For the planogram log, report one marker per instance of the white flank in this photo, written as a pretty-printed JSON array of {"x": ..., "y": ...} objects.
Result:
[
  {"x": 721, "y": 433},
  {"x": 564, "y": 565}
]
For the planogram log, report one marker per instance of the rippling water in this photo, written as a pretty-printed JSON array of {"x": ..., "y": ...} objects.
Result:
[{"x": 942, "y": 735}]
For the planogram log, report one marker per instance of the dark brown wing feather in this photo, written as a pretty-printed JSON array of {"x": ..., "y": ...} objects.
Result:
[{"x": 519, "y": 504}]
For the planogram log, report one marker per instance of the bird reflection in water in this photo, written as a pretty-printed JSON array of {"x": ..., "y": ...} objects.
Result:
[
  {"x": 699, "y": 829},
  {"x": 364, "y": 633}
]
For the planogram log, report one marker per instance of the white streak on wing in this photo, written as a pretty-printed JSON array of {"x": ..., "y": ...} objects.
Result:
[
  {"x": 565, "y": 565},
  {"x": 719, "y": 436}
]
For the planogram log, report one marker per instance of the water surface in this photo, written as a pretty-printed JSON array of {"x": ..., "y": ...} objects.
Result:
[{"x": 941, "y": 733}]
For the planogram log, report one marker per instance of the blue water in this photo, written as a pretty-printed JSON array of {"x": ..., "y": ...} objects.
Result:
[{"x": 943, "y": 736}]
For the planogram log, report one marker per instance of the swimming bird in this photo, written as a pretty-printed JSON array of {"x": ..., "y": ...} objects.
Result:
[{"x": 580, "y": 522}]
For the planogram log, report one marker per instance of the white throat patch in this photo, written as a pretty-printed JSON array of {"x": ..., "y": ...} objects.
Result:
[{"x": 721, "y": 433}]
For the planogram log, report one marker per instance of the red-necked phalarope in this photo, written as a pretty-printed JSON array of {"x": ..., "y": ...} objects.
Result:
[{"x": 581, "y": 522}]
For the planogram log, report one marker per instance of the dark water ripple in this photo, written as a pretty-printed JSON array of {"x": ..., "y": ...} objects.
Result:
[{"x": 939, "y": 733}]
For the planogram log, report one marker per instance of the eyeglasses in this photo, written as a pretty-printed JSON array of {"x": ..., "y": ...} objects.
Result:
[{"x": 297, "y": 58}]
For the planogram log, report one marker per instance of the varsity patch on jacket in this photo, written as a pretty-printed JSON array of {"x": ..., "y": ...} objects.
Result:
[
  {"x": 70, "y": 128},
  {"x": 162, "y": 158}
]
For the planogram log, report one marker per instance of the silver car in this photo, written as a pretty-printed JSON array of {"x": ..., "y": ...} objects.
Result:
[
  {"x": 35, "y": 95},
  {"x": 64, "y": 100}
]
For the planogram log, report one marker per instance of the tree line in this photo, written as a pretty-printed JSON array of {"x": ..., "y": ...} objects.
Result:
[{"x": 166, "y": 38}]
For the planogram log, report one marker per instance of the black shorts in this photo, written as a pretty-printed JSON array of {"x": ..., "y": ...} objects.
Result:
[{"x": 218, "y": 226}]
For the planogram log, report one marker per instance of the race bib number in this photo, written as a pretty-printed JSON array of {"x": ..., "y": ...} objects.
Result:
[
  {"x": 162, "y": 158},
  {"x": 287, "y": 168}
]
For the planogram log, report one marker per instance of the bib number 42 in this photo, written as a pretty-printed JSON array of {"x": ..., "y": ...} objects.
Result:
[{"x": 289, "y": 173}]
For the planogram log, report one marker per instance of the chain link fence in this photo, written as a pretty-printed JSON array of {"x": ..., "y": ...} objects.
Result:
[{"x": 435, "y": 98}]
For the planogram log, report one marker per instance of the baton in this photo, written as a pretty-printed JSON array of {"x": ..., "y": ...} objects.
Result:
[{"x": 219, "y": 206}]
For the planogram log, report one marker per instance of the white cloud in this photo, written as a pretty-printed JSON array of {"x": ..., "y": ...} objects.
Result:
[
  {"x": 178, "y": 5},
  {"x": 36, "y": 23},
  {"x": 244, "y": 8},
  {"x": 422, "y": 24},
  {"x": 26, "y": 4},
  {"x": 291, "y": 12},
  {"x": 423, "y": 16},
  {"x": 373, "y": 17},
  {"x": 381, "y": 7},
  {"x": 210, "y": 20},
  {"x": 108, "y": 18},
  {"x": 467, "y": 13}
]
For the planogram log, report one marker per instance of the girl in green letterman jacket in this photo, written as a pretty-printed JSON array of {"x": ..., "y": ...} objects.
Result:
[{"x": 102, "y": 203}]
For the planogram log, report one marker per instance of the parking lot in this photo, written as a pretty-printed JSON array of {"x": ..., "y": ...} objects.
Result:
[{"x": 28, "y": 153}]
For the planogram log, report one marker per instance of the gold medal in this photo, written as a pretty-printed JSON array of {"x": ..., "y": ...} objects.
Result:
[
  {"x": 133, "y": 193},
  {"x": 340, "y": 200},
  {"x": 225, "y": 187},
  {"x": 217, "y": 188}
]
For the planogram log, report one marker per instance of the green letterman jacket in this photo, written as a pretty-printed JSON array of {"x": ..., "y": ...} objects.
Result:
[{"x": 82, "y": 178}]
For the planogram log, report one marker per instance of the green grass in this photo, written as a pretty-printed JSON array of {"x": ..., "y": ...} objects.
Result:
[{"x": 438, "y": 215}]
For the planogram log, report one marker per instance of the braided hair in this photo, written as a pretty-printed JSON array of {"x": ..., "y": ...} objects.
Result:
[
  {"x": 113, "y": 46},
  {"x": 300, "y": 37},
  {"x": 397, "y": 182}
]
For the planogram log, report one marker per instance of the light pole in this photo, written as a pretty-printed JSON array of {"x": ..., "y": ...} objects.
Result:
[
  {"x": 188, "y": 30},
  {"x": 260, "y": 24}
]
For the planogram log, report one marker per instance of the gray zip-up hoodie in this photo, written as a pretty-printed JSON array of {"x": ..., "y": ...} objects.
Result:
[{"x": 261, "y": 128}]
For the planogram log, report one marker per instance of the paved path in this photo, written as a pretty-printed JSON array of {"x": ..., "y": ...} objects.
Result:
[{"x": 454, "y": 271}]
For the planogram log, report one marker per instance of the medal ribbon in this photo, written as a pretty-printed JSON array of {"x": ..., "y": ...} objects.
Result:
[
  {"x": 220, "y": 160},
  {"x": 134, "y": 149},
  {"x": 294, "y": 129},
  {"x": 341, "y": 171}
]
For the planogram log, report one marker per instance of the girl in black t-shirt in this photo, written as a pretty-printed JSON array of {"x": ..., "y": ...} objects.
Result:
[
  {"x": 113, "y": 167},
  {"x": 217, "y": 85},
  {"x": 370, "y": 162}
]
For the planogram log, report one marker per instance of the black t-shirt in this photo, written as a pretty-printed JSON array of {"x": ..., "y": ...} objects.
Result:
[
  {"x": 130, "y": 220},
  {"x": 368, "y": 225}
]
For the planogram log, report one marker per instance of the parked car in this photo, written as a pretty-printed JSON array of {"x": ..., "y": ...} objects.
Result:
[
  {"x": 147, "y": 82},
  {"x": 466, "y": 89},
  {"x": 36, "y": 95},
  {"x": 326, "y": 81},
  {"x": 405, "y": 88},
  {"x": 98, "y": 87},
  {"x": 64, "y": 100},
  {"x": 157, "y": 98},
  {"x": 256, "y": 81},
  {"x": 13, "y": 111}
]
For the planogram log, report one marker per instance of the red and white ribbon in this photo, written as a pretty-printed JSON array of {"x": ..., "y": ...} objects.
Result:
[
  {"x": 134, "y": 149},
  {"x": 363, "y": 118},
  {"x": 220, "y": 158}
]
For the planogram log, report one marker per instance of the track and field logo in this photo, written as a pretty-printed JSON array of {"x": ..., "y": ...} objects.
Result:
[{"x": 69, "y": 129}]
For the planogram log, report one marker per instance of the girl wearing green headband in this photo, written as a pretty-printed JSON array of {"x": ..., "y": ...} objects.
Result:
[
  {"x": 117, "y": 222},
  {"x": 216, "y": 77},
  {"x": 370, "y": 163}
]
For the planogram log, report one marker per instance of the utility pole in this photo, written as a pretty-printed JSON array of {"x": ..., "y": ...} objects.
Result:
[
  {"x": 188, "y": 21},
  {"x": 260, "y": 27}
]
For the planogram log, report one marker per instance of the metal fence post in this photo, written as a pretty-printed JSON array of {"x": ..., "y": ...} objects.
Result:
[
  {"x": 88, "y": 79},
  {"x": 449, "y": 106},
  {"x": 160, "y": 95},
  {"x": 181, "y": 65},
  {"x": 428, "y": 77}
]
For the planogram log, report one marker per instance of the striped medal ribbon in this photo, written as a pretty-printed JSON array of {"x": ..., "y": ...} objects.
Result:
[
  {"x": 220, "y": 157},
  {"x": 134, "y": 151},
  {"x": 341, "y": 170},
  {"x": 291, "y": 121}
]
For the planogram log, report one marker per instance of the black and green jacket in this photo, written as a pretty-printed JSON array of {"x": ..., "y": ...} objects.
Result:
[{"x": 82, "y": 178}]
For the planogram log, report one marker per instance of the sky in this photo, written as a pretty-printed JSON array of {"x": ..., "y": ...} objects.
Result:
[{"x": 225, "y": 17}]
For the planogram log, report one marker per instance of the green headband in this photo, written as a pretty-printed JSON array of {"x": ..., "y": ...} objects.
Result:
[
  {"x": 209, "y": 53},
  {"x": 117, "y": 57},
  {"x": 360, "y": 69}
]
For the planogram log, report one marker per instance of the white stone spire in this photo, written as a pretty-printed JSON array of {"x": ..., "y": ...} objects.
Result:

--- WHAT IS NEEDED ---
Copy the material from the line with "of the metal" up to and including its last line, requests included. Multiply every x and y coordinate in the results by 1.2 and round to whole numbers, halves up, leaving the requests unchanged.

--- EXPECTED ANSWER ---
For the planogram log, report one marker per instance of the metal fence post in this photo, written as a pretty-printed JSON array of {"x": ..., "y": ...} objects.
Result:
[
  {"x": 106, "y": 95},
  {"x": 539, "y": 127},
  {"x": 192, "y": 114},
  {"x": 217, "y": 78},
  {"x": 514, "y": 92}
]
For the planogram log, report one marker per instance of the striped medal ribbon in this photo, written as a pretty-printed JSON array of {"x": ..., "y": ...} objects.
Result:
[
  {"x": 264, "y": 188},
  {"x": 161, "y": 181},
  {"x": 409, "y": 204},
  {"x": 349, "y": 145}
]
For the planogram log, report one marker per instance of the black and green jacket in this photo, written as a pretty-printed JSON array of {"x": ..., "y": ...} objects.
Result:
[{"x": 98, "y": 214}]
For the planogram log, report one marker per instance of the sky in this photo, written as a pretty-printed JSON array of {"x": ..., "y": ...} objects.
Result:
[{"x": 270, "y": 20}]
For the planogram log, report one marker per instance of the green headband in this photo, written as a pretty-printed JSON array of {"x": ..., "y": ...} objects.
Result:
[
  {"x": 251, "y": 64},
  {"x": 140, "y": 68},
  {"x": 432, "y": 83}
]
For the planogram log, report one marker per instance of the white stone spire in this photo, written as a pretty-printed JSON array of {"x": ..., "y": ...} objects.
Result:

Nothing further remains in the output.